ASSIGNMENT: Word for word, copy the records and drop the pictures.

(Saved entries)
══════

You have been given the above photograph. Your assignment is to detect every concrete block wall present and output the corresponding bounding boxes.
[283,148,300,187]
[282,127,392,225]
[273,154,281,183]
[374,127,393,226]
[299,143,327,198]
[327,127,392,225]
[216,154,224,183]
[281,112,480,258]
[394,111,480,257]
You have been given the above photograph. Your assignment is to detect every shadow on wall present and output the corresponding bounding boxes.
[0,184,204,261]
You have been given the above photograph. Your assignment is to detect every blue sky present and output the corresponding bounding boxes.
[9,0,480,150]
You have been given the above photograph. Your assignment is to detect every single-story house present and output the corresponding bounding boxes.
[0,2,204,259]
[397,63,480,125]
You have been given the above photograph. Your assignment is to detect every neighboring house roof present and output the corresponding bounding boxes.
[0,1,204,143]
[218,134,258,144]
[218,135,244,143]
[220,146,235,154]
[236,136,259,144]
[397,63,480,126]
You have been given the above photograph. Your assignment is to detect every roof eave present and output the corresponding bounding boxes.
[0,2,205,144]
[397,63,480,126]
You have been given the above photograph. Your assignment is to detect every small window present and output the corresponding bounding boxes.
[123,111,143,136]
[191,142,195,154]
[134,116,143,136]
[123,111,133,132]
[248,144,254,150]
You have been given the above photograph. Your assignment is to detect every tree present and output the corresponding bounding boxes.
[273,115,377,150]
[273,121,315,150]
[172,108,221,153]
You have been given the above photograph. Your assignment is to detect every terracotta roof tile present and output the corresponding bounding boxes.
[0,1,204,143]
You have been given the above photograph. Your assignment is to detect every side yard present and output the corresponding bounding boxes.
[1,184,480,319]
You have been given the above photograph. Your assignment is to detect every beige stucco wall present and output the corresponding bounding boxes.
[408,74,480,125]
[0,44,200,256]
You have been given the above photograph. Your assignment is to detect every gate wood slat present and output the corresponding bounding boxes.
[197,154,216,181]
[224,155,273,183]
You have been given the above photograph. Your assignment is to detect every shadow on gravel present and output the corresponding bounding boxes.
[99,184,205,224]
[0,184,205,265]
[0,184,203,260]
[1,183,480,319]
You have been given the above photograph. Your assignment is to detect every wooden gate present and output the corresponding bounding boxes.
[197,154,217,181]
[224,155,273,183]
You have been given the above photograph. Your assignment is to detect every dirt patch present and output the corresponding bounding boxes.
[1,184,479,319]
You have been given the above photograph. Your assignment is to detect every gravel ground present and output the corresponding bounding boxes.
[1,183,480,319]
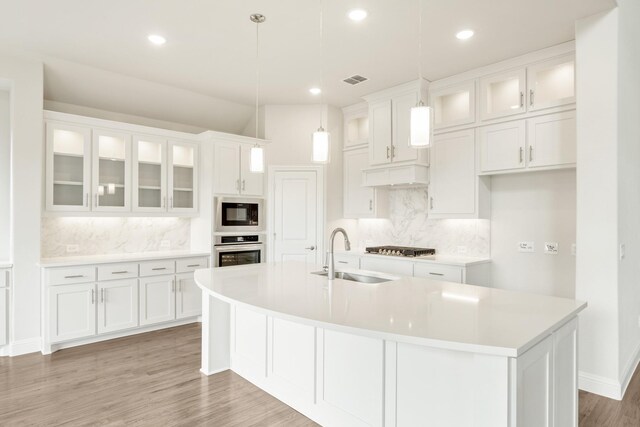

══════

REPLY:
You have been given the above photograph. Your assignment is to detect every concrete block wall present and output the corresponding bounding boxes.
[283,148,300,187]
[282,127,392,225]
[273,154,281,183]
[374,127,393,226]
[299,143,327,198]
[327,127,392,225]
[216,154,224,183]
[281,112,480,258]
[394,111,480,257]
You have been given the above photograph. Your assignment is to detect every shadow on wall present and output the corresponding bounding boxes.
[0,184,204,261]
You have been given the above photograph. Your assignment is to detect every blue sky present and output the corresponding bounding boxes.
[9,0,480,150]
You have been given the above photograph. Your assignment is to detect every single-story house present and output the corresponding bounding boxes.
[0,2,204,259]
[397,63,480,125]
You have been given the above photograph. Your assignment is to detect every neighboring house roof present and output the corresponding bounding boxes.
[0,1,204,143]
[218,134,258,144]
[218,135,244,143]
[220,146,235,154]
[236,136,259,144]
[397,63,480,126]
You have been given the above photograph. Your assignment is to detect every roof eave present and output the corresponding bounding boxes.
[0,2,205,144]
[397,63,480,126]
You have been given the above photograph. Your assignment is to detect every small window present and output the corresponding bounding boxes.
[123,111,143,136]
[191,142,195,154]
[134,116,143,136]
[123,111,133,132]
[248,144,254,150]
You have been given the above photograph. Your assignment is to detect every tree present and output the corresponding bounding boxes.
[273,115,377,150]
[273,121,315,150]
[172,108,221,153]
You have been given the above photograph. Your assignment is to detect every terracotta roof tile present and output the corresponding bounding boxes.
[0,1,204,143]
You have been given the above photograph. Your assignment is to detect every side yard present and output the corresponding bounding boxes.
[1,184,480,319]
You have been given the above photograph. Your assignment is to detect every beige stucco wall present and output the corresponding bounding boxes.
[408,74,480,125]
[0,44,200,256]
You have been given the above photograph. Your assignment is to detect every gate wood slat present and output the corresponding bounding boxes.
[197,154,216,181]
[224,155,273,183]
You have been given the above photograph. Your assignment is to detect every shadow on gravel present and output the corresponding bounding boxes.
[99,184,205,224]
[0,184,205,265]
[0,184,203,260]
[1,183,480,319]
You have been given the above photograph. Your assignment is to detect every wooden gate present and output the corresponding bounding boxes.
[197,154,217,181]
[224,155,273,183]
You have been given the above photograph. Your assignment is to detect every dirt patch present and output the corresponding bounding boxes.
[1,184,479,319]
You have been given the above photograph. Your assignment is to detect every gravel ground present and output the corresponding bounding boxes.
[1,183,480,319]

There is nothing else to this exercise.